__Stated task__.
Find each line in the entries below that contains the string "brown" and copy those lines. Case matters.

__Source data__.
======

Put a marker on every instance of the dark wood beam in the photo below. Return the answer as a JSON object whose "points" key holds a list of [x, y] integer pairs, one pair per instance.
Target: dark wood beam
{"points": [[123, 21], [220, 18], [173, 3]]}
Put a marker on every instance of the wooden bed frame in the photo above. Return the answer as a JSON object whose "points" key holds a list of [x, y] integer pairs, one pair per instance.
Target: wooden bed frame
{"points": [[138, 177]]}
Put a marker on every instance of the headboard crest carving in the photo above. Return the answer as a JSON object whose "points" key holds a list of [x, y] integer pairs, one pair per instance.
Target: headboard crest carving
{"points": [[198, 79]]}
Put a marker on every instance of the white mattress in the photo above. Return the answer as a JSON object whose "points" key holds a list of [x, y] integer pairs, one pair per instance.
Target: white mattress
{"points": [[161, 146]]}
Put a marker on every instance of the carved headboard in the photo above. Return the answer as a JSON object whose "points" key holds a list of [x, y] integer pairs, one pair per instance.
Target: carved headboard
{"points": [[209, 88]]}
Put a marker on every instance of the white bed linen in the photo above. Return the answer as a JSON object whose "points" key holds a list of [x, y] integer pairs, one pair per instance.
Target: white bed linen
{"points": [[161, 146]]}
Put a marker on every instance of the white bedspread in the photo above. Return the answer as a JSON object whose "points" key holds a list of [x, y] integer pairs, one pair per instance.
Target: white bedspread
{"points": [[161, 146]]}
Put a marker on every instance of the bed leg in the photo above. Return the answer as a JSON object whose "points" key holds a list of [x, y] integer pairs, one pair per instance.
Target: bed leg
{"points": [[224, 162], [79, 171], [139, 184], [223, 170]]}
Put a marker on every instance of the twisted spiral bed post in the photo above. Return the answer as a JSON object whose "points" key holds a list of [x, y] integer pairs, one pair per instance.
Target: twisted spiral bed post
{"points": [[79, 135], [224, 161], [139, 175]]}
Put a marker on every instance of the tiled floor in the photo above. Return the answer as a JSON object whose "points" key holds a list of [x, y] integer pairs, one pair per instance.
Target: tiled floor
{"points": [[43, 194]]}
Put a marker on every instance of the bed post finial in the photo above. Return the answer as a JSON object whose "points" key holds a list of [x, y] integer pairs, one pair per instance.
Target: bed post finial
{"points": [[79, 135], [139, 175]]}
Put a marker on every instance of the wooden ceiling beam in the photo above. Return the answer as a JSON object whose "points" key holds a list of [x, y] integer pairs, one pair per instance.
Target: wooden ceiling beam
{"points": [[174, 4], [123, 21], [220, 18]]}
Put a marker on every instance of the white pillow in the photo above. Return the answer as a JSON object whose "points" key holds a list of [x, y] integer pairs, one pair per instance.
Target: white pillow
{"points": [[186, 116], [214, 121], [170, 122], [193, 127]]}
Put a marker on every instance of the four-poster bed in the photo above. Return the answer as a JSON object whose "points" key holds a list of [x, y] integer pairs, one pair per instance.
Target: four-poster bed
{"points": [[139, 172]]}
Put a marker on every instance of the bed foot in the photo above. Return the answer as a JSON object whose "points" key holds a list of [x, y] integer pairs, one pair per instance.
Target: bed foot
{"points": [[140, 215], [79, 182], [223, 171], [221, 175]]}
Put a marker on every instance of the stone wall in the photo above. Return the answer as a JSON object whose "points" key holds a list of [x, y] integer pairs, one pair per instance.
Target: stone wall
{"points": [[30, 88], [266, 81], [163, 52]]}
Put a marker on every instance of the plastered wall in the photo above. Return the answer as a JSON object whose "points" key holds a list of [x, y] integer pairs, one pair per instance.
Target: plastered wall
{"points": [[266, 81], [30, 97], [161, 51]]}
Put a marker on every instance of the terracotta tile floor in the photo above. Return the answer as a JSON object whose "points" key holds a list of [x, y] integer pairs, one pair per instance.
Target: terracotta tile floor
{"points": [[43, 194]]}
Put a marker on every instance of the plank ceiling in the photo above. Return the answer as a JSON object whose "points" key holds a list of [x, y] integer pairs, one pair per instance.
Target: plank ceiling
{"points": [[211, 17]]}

======

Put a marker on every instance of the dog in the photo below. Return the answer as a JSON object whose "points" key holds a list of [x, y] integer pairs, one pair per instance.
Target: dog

======

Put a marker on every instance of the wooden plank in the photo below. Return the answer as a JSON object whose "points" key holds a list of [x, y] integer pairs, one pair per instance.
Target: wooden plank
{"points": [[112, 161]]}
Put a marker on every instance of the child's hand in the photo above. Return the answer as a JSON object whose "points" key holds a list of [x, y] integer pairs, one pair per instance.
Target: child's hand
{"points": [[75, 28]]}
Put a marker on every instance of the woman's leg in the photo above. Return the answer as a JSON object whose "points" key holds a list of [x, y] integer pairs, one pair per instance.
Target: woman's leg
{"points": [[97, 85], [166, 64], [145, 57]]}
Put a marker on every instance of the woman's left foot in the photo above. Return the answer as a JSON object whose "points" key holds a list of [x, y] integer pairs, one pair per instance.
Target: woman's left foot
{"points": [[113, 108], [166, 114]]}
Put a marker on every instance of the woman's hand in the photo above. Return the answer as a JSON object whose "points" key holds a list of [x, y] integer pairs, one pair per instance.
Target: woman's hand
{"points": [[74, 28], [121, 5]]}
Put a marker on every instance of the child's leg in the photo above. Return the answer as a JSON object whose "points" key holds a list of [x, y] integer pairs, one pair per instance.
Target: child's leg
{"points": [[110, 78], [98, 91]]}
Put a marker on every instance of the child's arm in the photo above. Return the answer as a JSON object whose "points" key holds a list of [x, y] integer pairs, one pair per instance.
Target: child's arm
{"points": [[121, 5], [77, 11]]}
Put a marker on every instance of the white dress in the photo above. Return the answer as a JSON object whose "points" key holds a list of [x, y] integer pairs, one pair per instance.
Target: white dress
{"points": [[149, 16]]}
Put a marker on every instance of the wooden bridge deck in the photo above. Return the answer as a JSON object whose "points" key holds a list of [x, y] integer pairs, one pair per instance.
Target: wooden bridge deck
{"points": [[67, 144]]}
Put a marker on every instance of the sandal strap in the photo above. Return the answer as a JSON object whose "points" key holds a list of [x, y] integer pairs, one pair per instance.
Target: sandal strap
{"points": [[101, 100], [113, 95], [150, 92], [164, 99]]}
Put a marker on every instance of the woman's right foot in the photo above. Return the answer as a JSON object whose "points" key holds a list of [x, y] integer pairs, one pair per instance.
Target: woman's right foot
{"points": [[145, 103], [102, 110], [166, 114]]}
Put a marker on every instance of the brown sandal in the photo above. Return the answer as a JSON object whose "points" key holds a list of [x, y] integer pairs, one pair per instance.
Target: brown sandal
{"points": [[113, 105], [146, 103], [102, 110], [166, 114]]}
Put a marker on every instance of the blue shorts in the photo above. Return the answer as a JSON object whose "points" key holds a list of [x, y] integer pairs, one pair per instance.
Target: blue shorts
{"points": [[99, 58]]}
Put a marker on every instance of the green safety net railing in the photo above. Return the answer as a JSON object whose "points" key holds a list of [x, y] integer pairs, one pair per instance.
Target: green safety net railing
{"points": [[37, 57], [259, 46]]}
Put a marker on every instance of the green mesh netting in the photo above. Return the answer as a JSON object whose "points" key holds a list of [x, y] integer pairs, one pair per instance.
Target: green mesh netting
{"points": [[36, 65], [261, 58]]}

======

__Solution to this problem__.
Put a marker on every instance of the brown sandal in the photo above. Return the answer as a JSON object whose "points" key holds a list of [x, y] integer pairs, one pair per instance.
Target: brown sandal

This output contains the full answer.